INSTRUCTIONS FOR THE TASK:
In the records below, rewrite every line in the stretch from the line containing "locate the man's short" through the line containing "(1206, 549)", keeping the wording unchanged and omitting the pictures. Multiply each point coordinate in the answers by 2.55, rounding to whole numbers with halves going up.

[Stored records]
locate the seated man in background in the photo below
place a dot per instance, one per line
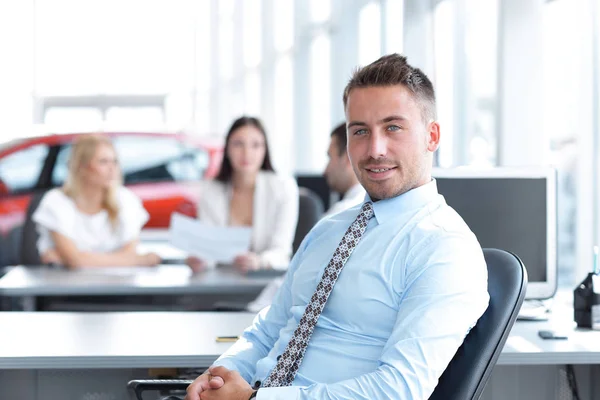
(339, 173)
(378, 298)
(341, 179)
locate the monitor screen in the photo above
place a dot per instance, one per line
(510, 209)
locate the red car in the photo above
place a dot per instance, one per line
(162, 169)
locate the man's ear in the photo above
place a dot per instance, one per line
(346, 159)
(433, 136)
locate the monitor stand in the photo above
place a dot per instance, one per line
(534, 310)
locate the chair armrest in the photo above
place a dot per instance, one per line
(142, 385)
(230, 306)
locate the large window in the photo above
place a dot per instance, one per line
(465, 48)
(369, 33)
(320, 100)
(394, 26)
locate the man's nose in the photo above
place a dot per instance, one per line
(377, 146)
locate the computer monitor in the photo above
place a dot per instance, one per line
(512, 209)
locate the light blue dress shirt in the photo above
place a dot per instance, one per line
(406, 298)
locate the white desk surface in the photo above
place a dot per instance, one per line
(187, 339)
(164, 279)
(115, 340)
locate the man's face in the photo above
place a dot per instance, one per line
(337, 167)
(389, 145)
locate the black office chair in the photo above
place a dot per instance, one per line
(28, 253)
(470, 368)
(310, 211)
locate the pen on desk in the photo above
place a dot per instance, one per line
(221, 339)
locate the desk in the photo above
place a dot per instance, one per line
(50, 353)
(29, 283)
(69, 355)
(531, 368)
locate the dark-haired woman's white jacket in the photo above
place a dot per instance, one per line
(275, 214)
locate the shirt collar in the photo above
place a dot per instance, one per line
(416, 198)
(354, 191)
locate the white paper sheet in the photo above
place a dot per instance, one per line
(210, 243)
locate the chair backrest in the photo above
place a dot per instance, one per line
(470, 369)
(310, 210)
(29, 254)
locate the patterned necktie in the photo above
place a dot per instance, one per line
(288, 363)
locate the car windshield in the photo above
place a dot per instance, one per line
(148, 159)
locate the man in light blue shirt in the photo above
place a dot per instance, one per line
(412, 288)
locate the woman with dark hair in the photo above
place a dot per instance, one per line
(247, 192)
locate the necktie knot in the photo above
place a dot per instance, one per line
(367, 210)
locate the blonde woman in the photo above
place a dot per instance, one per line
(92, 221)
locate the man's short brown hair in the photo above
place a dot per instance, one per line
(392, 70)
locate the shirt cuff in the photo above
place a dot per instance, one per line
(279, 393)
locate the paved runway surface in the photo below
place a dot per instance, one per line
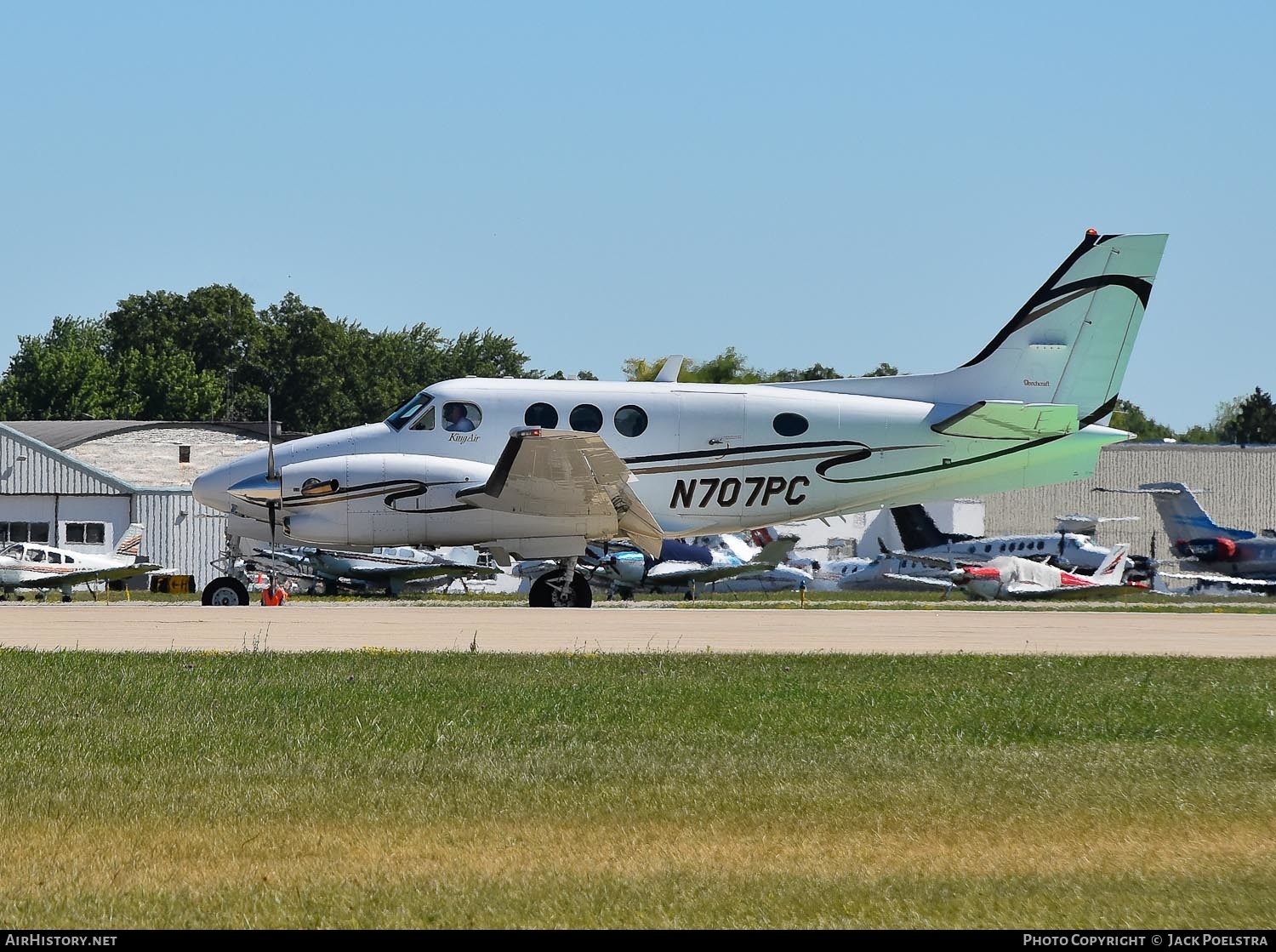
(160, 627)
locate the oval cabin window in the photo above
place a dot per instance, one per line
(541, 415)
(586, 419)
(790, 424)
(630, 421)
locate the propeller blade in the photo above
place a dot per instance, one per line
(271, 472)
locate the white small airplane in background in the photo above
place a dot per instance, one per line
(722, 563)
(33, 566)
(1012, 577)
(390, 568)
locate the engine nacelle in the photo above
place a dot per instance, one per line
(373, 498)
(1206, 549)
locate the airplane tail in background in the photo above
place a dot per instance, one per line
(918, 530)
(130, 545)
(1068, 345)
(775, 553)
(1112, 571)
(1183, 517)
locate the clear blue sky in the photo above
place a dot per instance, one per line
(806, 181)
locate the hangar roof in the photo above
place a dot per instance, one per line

==

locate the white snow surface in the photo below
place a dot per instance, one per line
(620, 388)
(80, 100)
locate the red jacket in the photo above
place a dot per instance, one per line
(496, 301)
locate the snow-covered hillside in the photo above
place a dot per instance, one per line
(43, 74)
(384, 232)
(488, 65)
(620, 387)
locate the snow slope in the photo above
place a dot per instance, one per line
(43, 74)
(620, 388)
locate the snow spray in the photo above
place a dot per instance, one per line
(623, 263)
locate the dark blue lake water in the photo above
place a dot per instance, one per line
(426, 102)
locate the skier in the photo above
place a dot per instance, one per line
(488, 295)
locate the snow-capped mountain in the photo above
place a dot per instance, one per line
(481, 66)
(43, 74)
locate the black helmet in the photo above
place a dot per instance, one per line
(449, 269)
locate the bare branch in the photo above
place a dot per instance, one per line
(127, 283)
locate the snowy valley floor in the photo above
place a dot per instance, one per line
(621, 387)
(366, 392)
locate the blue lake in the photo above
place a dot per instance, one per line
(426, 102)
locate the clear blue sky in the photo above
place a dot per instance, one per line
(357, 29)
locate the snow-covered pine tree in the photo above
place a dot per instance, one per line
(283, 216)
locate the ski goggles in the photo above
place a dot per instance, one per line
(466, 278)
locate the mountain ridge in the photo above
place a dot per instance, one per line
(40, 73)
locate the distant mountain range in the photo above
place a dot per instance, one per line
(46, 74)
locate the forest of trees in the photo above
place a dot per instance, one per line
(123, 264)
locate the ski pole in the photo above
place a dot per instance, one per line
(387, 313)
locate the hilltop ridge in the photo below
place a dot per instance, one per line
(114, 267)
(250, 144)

RESPONSE TO THIS EXERCISE:
locate the man's short brown hair in the photo above
place a dot per instance, one per line
(1000, 179)
locate the shirt cuff in the photo above
place a dot per instance, one per line
(711, 1002)
locate the paved runway surface in the photo below
place a dot per instance, one per line
(408, 1599)
locate the oval cabin window in the photo above
place a dot per instance, one per line
(1380, 1058)
(1494, 1068)
(2015, 1081)
(1607, 1074)
locate the propeller blade in the photo above
place a dot per instance, one per line
(691, 1204)
locate the white small airplane in background in the photo above
place a dot per instance, one per line
(1841, 1436)
(84, 1443)
(2581, 1471)
(995, 1448)
locate the engine nacelle in the photo above
place a dot per instance, one per line
(951, 1270)
(3075, 1400)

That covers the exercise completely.